Task requirements: All of the data below should be set down again verbatim, without any images.
:: Study material ::
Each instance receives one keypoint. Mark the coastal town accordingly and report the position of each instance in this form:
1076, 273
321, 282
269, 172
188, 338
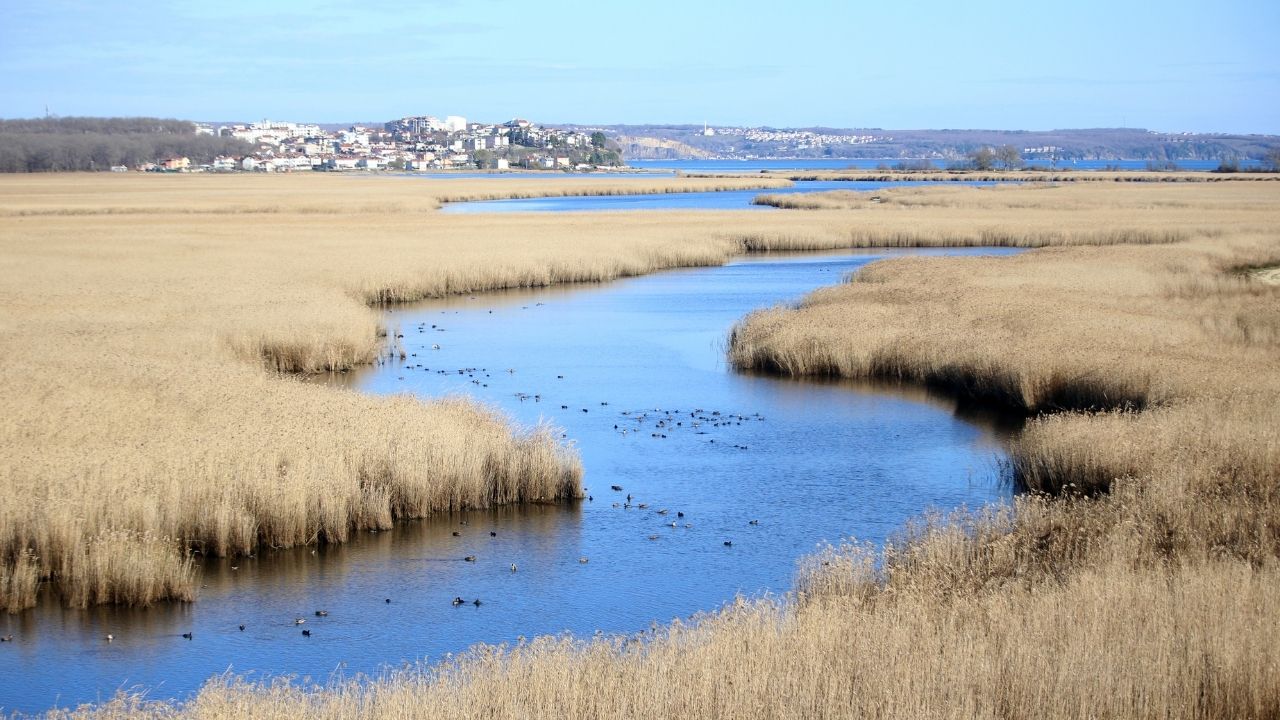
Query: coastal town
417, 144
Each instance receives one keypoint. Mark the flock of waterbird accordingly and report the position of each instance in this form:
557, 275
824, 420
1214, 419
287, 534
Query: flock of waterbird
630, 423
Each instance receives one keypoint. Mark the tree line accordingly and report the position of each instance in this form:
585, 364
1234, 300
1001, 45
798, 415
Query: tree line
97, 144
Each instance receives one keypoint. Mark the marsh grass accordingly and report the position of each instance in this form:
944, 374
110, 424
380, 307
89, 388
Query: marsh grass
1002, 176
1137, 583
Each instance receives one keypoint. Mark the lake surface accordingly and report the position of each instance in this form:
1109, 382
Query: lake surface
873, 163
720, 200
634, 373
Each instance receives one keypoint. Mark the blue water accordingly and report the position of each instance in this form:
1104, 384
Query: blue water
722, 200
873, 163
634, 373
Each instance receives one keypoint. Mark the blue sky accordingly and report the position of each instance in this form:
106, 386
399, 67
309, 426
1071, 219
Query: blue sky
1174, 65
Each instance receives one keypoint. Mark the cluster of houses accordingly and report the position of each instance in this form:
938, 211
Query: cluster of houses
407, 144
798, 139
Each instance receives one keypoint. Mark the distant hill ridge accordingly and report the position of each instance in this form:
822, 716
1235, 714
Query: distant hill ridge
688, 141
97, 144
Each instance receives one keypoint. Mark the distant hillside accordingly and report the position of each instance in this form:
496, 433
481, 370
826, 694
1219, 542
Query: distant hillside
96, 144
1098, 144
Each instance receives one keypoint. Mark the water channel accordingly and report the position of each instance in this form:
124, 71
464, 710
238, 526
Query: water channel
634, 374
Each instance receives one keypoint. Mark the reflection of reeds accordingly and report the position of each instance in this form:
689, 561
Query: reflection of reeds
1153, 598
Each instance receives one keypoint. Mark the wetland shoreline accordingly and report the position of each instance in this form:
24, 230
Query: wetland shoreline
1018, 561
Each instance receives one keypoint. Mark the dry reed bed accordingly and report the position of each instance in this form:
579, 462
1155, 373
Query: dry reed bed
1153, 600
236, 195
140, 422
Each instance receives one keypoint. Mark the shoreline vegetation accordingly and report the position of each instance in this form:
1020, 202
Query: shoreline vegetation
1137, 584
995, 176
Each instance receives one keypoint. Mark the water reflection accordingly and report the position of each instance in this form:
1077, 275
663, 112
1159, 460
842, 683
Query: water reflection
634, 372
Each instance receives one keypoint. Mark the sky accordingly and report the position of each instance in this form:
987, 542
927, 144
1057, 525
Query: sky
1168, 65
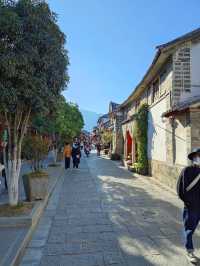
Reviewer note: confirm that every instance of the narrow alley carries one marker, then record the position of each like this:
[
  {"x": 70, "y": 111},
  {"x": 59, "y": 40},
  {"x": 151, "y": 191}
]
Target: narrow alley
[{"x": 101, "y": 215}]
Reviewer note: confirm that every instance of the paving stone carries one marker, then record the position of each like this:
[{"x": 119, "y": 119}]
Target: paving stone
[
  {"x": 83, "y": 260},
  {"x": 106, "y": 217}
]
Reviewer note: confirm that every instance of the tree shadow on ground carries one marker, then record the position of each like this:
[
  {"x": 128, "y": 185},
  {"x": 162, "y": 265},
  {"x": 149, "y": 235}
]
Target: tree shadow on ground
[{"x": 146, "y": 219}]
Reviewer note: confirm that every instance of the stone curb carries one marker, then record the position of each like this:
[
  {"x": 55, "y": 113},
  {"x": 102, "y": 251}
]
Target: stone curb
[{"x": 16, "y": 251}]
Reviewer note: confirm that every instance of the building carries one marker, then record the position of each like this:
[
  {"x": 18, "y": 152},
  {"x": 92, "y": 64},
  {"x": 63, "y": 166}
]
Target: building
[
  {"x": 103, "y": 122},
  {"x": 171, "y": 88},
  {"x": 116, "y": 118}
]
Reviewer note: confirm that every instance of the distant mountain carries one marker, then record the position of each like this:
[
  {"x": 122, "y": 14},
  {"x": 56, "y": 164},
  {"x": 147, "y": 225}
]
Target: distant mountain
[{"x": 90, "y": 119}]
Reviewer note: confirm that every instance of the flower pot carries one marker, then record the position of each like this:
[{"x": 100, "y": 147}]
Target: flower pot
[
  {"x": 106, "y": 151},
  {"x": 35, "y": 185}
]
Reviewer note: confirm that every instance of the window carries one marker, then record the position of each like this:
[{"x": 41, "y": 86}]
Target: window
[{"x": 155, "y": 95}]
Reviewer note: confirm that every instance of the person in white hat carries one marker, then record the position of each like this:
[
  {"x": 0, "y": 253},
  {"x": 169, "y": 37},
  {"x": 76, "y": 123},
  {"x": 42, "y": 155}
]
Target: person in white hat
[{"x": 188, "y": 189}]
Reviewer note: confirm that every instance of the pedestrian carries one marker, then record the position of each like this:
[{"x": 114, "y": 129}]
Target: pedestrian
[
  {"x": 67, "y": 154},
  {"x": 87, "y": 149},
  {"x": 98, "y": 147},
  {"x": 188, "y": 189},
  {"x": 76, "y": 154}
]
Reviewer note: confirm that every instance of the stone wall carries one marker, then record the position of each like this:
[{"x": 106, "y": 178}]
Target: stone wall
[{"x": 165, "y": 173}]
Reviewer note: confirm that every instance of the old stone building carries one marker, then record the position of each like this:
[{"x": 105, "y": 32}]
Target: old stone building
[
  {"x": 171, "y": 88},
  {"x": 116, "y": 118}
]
:::
Problem solution:
Each instance receives one keypoint. Mark the coastal town accordingly and report the position of each instance in this form:
1076, 273
321, 282
269, 172
188, 338
Query: coastal town
417, 144
Each instance receives one keypoint. Mark the flock of waterbird accordingly and report the position of each instance in this form:
557, 275
824, 420
1214, 419
287, 534
Query: flock of waterbird
630, 423
Each instance receives one keypoint. Mark the tree line accordingly and report the position of each instance in this form:
585, 364
1234, 300
1001, 45
798, 415
Query: tree line
97, 144
Each instance receives one keypoint. Mark the marsh grass accordingly and report the position of each instance in this form:
944, 374
110, 424
380, 307
89, 388
Query: marsh grass
1002, 176
1137, 583
Each instance receives one keypoint. Mark the lake surface accordingly and report the position of each instance in this form:
1109, 382
Query: lake surface
873, 163
720, 200
634, 373
Each instance receives one keypoint. Mark the blue water accordingly and report the position of each instance in this form:
1104, 384
Query: blue water
722, 200
873, 163
634, 373
Each instance receives one keypoint. Mark the blue sky accordingly and report the position of each instance in this form:
106, 386
399, 67
309, 426
1071, 219
Query: blue sky
1174, 65
Each instance receives one keypoint. Mark the cluster of houses accordingly and report the position of each instance in this form:
938, 211
Query: cluster of houses
407, 144
798, 139
Each instance receives one keypoint. Mark the distant hill ridge accordingly and report the position of each instance in this form:
822, 716
1235, 714
Query: distant hill ridge
688, 141
97, 144
Each instance receives one keypoint. Mark the distant hillside accordingly and report the position of each instance in this form:
496, 433
481, 370
826, 694
1219, 542
Query: distant hillside
96, 144
1098, 144
Each instance receives one keypoint. Mark the water channel accordingly and report the position of each instance in this form:
124, 71
464, 710
238, 526
Query: water channel
634, 374
Each instance receives one keypoint. Mark the reflection of reeds accordingly and report the position of each instance in this form:
689, 561
Query: reflection of reeds
1153, 598
Each instance receives one keypoint. Mark the wetland shoreline accordingly and report the position of each instance in this form:
24, 230
Query: wetland shoreline
1018, 561
Each instance receives one keypoint. Mark the dry reed bed accordingly and report the position of each instance in this form:
579, 462
1155, 373
Query: dry reed bed
1153, 600
236, 195
140, 422
Each instance receives one keypoint. Mark the shoreline vegetation accordingly and report the position of each instance in this form:
1020, 202
Query: shoreline vegetation
1137, 584
995, 176
Each instance receives one keypoint. Mark the water reflection accordingly and report the position of each instance in this form:
1077, 275
663, 112
1159, 460
842, 683
Query: water reflection
634, 372
Each instance receives one keypoint. Mark the sky accordingly and report the position of each instance in this form:
987, 542
927, 144
1057, 525
Query: sky
1168, 65
Reviewer note: confirm that every instance of the narrow alley carries one marker, then record the position of each like this:
[
  {"x": 70, "y": 111},
  {"x": 59, "y": 40},
  {"x": 151, "y": 191}
]
Target: narrow alley
[{"x": 101, "y": 215}]
Reviewer note: confirm that every instance of the paving stone carries one marker, then record the position of each like this:
[{"x": 119, "y": 119}]
Target: paving stone
[
  {"x": 83, "y": 260},
  {"x": 106, "y": 217}
]
Reviewer note: confirm that every instance of the tree shadow on ground carries one marker, then record the position of each like this:
[
  {"x": 128, "y": 185},
  {"x": 162, "y": 265},
  {"x": 149, "y": 235}
]
Target: tree shadow on ground
[{"x": 146, "y": 219}]
Reviewer note: confirm that every instance of the stone curb carries one marker, then record the position of each like this:
[
  {"x": 55, "y": 113},
  {"x": 102, "y": 251}
]
Target: stone curb
[{"x": 16, "y": 251}]
Reviewer note: confirm that every instance of the building carries one marker, then record the position of each like this:
[
  {"x": 18, "y": 152},
  {"x": 92, "y": 64},
  {"x": 63, "y": 166}
]
Target: building
[
  {"x": 103, "y": 122},
  {"x": 171, "y": 88},
  {"x": 116, "y": 118}
]
Reviewer note: confirm that every instance of the distant mountain carries one marker, then record the position of each like this:
[
  {"x": 122, "y": 14},
  {"x": 56, "y": 164},
  {"x": 147, "y": 225}
]
Target: distant mountain
[{"x": 90, "y": 119}]
Reviewer note: confirm that every instance of the flower pot carries one marker, then record the position of each like this:
[{"x": 100, "y": 147}]
Target: flower pot
[
  {"x": 106, "y": 151},
  {"x": 35, "y": 185}
]
Reviewer note: confirm that every instance of the window carries one marker, then record the position of each like this:
[{"x": 41, "y": 86}]
Target: window
[{"x": 155, "y": 95}]
Reviewer note: confirm that every instance of the person in white hat carries one marker, then record the position of each like this:
[
  {"x": 0, "y": 253},
  {"x": 169, "y": 37},
  {"x": 76, "y": 123},
  {"x": 42, "y": 155}
]
Target: person in white hat
[{"x": 188, "y": 189}]
Reviewer note: confirm that every instance of the pedestrian carries one marker, then record the position of each like this:
[{"x": 114, "y": 129}]
Target: pedestrian
[
  {"x": 67, "y": 154},
  {"x": 87, "y": 149},
  {"x": 98, "y": 147},
  {"x": 188, "y": 189},
  {"x": 76, "y": 154}
]
Reviewer note: confirm that every instance of the stone wall carries one marker, then record the position of each like this:
[{"x": 106, "y": 178}]
Target: stone wall
[{"x": 165, "y": 173}]
Reviewer note: confirm that every instance of the old stone building carries one marker, then record the position of each like this:
[{"x": 105, "y": 32}]
Target: old stone building
[
  {"x": 171, "y": 88},
  {"x": 116, "y": 118}
]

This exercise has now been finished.